*** Opening of Records provided ***

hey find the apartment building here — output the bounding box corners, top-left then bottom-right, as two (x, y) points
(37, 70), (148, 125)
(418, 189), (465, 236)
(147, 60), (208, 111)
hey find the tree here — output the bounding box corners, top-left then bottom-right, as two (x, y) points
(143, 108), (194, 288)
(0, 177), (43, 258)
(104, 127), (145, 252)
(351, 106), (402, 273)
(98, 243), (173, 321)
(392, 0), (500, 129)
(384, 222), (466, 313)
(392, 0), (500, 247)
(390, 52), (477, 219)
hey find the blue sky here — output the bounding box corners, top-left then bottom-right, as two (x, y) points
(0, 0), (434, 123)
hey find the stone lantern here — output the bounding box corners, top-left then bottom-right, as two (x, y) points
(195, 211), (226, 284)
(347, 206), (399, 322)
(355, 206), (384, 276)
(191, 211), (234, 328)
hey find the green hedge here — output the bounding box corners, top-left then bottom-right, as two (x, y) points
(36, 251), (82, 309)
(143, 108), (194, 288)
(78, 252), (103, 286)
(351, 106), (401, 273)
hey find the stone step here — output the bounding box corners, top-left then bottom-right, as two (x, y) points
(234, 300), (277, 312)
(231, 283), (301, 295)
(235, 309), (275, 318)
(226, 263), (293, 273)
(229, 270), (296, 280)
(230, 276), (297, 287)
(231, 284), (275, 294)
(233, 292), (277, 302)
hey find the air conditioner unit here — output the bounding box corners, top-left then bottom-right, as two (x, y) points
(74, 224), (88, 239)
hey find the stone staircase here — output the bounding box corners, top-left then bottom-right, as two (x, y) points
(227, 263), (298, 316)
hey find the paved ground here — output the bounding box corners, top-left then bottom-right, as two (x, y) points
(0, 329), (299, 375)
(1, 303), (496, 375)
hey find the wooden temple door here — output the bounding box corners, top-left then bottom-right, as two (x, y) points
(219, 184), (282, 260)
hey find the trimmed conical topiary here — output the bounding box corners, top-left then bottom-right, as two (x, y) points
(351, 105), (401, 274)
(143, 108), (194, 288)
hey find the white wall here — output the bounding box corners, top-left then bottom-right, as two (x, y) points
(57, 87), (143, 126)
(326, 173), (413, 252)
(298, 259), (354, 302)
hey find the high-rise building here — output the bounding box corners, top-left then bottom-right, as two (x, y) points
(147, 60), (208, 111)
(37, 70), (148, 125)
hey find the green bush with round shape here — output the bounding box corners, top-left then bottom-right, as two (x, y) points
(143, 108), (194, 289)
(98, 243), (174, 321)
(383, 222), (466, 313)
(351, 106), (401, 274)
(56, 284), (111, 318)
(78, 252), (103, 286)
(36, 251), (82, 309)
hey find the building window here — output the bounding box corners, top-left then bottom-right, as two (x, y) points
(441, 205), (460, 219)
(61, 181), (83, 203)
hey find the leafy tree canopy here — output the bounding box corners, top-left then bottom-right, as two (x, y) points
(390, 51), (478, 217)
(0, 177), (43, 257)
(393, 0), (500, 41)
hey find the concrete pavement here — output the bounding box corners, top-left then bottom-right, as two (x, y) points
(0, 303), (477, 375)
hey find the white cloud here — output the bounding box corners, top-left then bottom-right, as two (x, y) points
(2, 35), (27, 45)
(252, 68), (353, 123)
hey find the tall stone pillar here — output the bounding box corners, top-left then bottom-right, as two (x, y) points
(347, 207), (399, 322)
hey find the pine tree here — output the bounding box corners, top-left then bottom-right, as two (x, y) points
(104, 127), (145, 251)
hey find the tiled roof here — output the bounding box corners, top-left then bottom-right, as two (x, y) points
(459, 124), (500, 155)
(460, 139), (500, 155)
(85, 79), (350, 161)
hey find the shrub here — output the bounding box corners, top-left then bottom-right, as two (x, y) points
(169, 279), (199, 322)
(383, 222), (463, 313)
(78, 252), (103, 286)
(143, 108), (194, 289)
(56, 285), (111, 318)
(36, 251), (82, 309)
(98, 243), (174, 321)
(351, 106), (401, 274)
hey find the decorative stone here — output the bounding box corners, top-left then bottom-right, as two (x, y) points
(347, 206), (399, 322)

*** Close of Records provided ***

*Task item*
Everything from the line containing "hey find the tall" through the final line of the records is what you should print, exactly and with nothing added.

*Problem solution*
hey find the tall stone pillar here — output the bounding box corners, top-left then bottom-right, as two (x, y) points
(347, 207), (399, 322)
hey find the pine tree here — output the bounding box corners, top-left then bottom-right, as two (x, y) points
(104, 127), (145, 251)
hey find the tiled roof here — output the bounding box corners, top-left then bottom-right, as two (x, y) points
(459, 124), (500, 155)
(460, 139), (500, 155)
(85, 79), (350, 161)
hey find the shrub here — output the bounding box corners, top-left then bottom-right, as two (x, y) points
(169, 279), (199, 322)
(383, 222), (463, 313)
(78, 252), (103, 286)
(143, 108), (194, 289)
(56, 285), (111, 318)
(36, 251), (82, 309)
(98, 243), (174, 321)
(351, 106), (401, 274)
hey find the decorative stone here — output the bounding box corners, top-left then bottom-right, as two (x, y) points
(347, 206), (399, 322)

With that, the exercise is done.